● Set problem 1
Reproduce the special teams transcript word for word, everything from "It’s been great to" down to "with special teams?".
● Set problem 2
According to the special teams transcript, where did the coach and his wife spend their first years as a married couple?
● Set problem 3
Pick up the special teams transcript after its final sentence and keep it going.

● Given passage
§ §

Then another guy Luke Gaffney, who is from a defensive line standpoint is maximizes every opportunity that is afforded to him in the drill work and again in the unit work, and I’m appreciative of him.
We have a lot of work to do to get to where we want to get to, but the whole group has embraced it, and it’s been a lot of fun to not only have meetings with the guys, but also get on the grass and see the enthusiasm they have to push this thing forward from a special teams standpoint.
Q. Coach, obviously Kaden Wetjen is a big spot to fill. Who are some guys that you have considered that could replace that spot this season?
Q. Zach Lutmer is the first one whose actually kind of had the ball in his hands more often than some other guys, so there’s a comfortability there. He’s caught off the Jugs. Hasn’t necessarily had a whole lot of game experience with it, but you trust a guy that’s been in the spotlight. More than from a skills standpoint. It really is a trust standpoint.
At the end of every one of those transitions of the ball from punt to punt return, kickoff to kickoff return, you want to finish the play with possession of the football. So that’s first and foremost.
Some other guys, KJ Parker has been back there getting some work. You’ll see him on Saturday in Kinnick. Same with Lutmer.
Jaylen Watson is a guy that has really worked to become a better punt and kickoff return guy. Brevin Doll is another guy who works diligently on the Jugs machine to try to work through that, and even Reece Vander Zee working his way to being a guy that you just trust with the football.
But I’d say there’s nobody out of the competition at this point. You should see the line for the Jugs machine, it’s like when the Diary Queen down on Riverside opens up, that line is down around the corner. It’s a long and distinguished line of guys that are working towards it.
We won’t know that until literally we run out of the tunnel at NIU.
Q. I wanted to ask you about the punting competition. You have two new punters on campus. One of them an Aussie. What is that competition like so far?
CHRIS POLIZZI: It’s been great. Both guys are working hard, and they both bring a lot of different elements to the table. One is right-footed; one is left-footed. One has kicked on a collegiate level. One this is the first time he’s ever put on a helmet.
They both have tremendous leg talent. They both work well with one another. That’s why I mentioned that it’s a healthy competition. They trade notes with one another. They review film with one another. They catch Jugs off one another. They’re continuing to in a healthy manner critique one another.
It’s been great to see them both progress as we go through the different styles of punts that we have in our arsenal. You know what mean? Whether it’s a traditional spiral punt or pooch punt for short yardage, or even our rugby-style punts where it’s a little bit probably more natural for Boston working on getting outside the pocket, but Tanner has done that as well, both on the high school and collegiate level.
So it’s been a lot of fun to work with those guys. They’re both tremendous teammates. The amount of positivity that they bring not only to our small group, but to the team as a whole is a lot of fun. I’m excited to see them continue to progress.
Like I said, we have a lot of work to do, but it’s been a very healthy competition.
Q. What attracted you to the position, first of all? Then second of all, being an analyst last year, how closely did you work with special teams?
CHRIS POLIZZI: I was here previously, and I didn’t know much about the program prior to 2012. I was still a young coach at that time when I came here. My wife and I were engaged at the time. So our first years being a married couple were spent here in Iowa City literally right down Melrose.
When you go through this process of being a coach and you have these aspirations of I’ll move anywhere, I’ll go anywhere, you know what I mean, I just want to get on the grass and coach and have that opportunity. That was one of the things I met with Coach Ferentz of when my graduate assistantship is up, if you want to coach, you got to go coach.

§ §

● Entries supplied

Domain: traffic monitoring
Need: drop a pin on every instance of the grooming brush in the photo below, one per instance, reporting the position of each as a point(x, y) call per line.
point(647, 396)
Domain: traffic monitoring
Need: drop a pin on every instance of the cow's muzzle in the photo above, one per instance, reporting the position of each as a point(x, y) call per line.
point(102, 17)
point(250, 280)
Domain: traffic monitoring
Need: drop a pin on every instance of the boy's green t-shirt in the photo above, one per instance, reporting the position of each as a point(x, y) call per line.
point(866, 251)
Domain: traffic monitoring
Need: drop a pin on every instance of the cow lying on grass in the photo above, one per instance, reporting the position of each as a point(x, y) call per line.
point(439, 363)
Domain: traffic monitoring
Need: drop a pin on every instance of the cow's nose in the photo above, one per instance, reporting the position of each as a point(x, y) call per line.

§ §

● Written response 1
It’s been great to see them both progress as we go through the different styles of punts that we have in our arsenal. You know what mean? Whether it’s a traditional spiral punt or pooch punt for short yardage, or even our rugby-style punts where it’s a little bit probably more natural for Boston working on getting outside the pocket, but Tanner has done that as well, both on the high school and collegiate level.
So it’s been a lot of fun to work with those guys. They’re both tremendous teammates. The amount of positivity that they bring not only to our small group, but to the team as a whole is a lot of fun. I’m excited to see them continue to progress.
Like I said, we have a lot of work to do, but it’s been a very healthy competition.
Q. What attracted you to the position, first of all? Then second of all, being an analyst last year, how closely did you work with special teams?

● Written response 2
In Iowa City, right down Melrose.

● Written response 3
That road out of Iowa City led me to Western Carolina and Tennessee Tech and Tennessee Martin and Tulsa where you are in different communities that have different advantages, different warts. You’re working for different head coaches, different administrations. What are their values? What’s the type of program they want to build?
Everywhere I went I guess I used the term, you can’t enjoy the sweet until you’ve tasted the bitter. Everywhere I went there was something off or just didn’t feel right about where it was. Believe me, I had tremendous experiences there, but it just wasn’t Iowa. I think it all stems from the head coach.
Everything that we do is predicated off his vision and what he wants to accomplish with our customer base, which is our players. All of our players here, Coach wants to make sure they have a great high school program-like experience. I think when that is the core root of all of your decisions, 99% of the time they’re going to be the right decision for the player.
So what attracted me back here was the opportunity to work with ask for Coach Ferentz. That all he does is collect great people in and around the program and people that obviously stay for long periods of time because they respect the opportunity to work in such an environment. The idea is to recruit the right type of player, to develop the right type of player. That’s not the way all across the country.
So attracted me to that was the opportunity to grow in my role here as an analyst. I did work with special teams with LeVar, but on a periphery level. I was more concerned about the defense and the secondary and how they were performing, but an opportunity to expand my reach with the players and to try to pour what life lessons I have into them is really what excites me.
When my hand hits the door handle here in this building, I absolutely love it, and I can’t say that that’s the same in a lot of other places. I can’t wait to be here. I can’t wait to work with these players. I can’t wait to be in this building. I really enjoyed my time here and just looking forward to the opportunity to continue to pour into these kids all the life lessons that I’ve had the opportunity to experience.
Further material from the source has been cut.